▸ Data shown:
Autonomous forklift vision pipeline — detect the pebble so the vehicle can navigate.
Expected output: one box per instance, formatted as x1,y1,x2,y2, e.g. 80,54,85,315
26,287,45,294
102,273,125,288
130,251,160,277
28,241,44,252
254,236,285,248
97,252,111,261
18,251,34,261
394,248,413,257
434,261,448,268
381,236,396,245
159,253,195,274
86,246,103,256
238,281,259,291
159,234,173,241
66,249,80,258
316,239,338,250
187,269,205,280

...

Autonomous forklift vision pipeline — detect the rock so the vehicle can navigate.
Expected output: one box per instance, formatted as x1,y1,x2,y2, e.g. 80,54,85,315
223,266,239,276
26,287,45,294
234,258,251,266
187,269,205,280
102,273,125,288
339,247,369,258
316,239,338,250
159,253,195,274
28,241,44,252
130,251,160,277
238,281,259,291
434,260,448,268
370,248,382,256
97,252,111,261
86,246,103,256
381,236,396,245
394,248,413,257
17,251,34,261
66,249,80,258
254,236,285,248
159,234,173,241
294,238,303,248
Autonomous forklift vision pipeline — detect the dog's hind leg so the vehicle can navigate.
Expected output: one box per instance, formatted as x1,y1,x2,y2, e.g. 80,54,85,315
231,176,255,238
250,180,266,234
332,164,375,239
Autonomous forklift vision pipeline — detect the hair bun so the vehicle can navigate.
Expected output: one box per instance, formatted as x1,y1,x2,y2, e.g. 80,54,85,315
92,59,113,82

==

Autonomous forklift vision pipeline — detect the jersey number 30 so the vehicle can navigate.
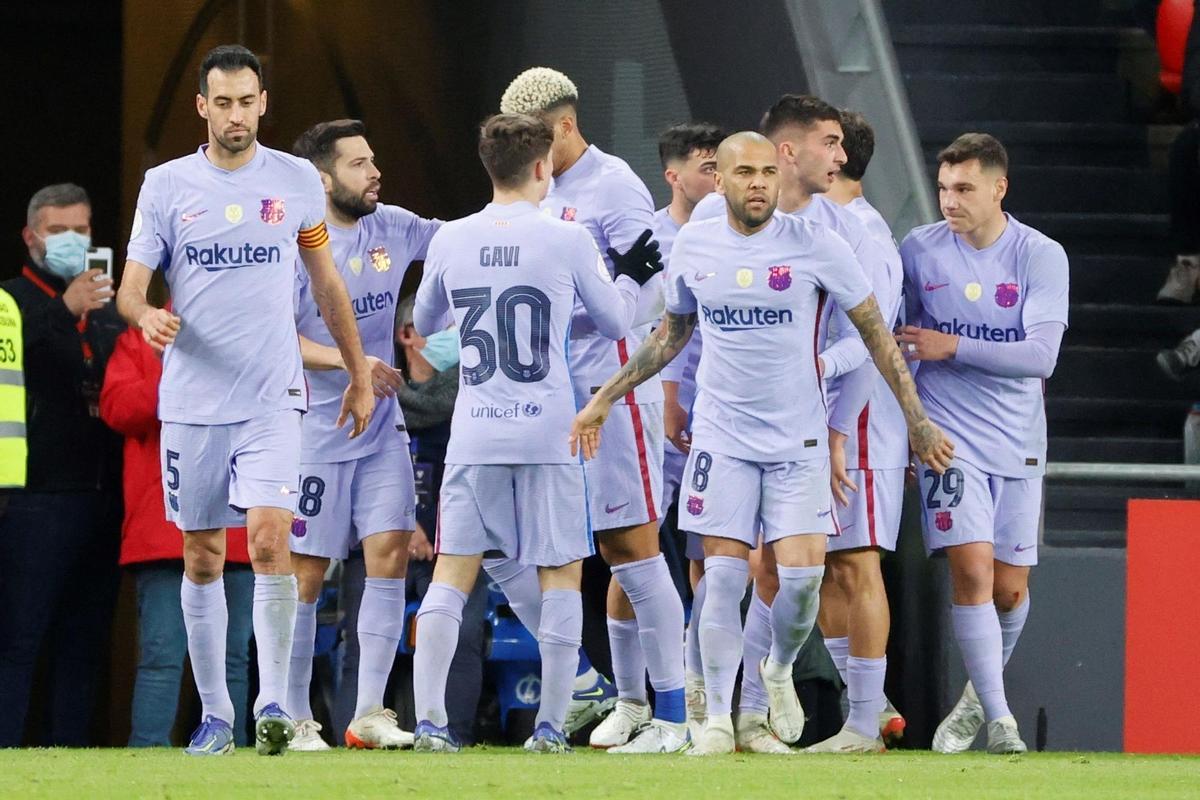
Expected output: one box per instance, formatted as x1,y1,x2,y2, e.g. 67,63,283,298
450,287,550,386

▸ Requirements: Copy everything from the line containing "Autonomous forklift vision pipeline — detect the rock" down to the line containing "92,59,113,82", replacing "vehicle" with "truck" and leaving everything else unchanged. Give only those lines.

▸ Solved problem:
Autonomous forklift vision pipeline — detect the rock so the truck can navigate.
Expected output: one box per instance, formatted as x1,y1,x2,y2, e.g. 80,54,85,315
223,266,239,276
26,287,45,294
234,258,251,266
187,269,205,280
102,273,125,288
339,247,369,258
316,239,338,250
159,253,195,274
28,241,44,252
130,251,160,277
238,281,259,291
434,260,448,268
370,248,382,256
97,252,111,261
86,246,103,256
381,236,396,245
394,248,413,257
17,251,34,261
66,249,80,258
254,236,285,248
159,234,173,241
294,238,303,248
Autonomous forklift vision pipeline — detect the dog's hind leg so the truck can navigate.
Expected output: one box per instance, formatted as x1,y1,x2,y2, e.g. 80,54,85,315
231,176,255,238
250,180,266,234
332,164,375,239
Autonomous forklift vision pipeline — detect the hair bun so the truck can navigate.
Expected output: one box per instance, formatted as x1,y1,x2,y2, e.g. 80,54,85,315
92,59,113,82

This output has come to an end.